▶ Brief
State how many lines in the records contain the word "decoration". Reply with the number alone.

▶ Record extracts
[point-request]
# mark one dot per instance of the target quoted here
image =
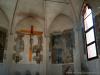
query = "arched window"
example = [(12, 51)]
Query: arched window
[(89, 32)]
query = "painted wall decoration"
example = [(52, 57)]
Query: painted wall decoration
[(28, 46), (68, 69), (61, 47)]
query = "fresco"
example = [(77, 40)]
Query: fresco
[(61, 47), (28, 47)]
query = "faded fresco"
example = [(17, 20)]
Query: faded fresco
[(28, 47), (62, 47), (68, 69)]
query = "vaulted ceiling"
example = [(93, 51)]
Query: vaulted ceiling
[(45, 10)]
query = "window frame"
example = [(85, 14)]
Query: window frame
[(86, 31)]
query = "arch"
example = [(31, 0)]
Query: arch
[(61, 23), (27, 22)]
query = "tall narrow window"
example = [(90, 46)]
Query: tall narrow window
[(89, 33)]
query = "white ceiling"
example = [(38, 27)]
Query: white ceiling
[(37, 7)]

==

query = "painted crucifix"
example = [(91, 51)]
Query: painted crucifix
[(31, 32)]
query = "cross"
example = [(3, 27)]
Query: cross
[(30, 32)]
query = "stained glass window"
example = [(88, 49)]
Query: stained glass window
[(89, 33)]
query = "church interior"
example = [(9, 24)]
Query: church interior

▶ Reply
2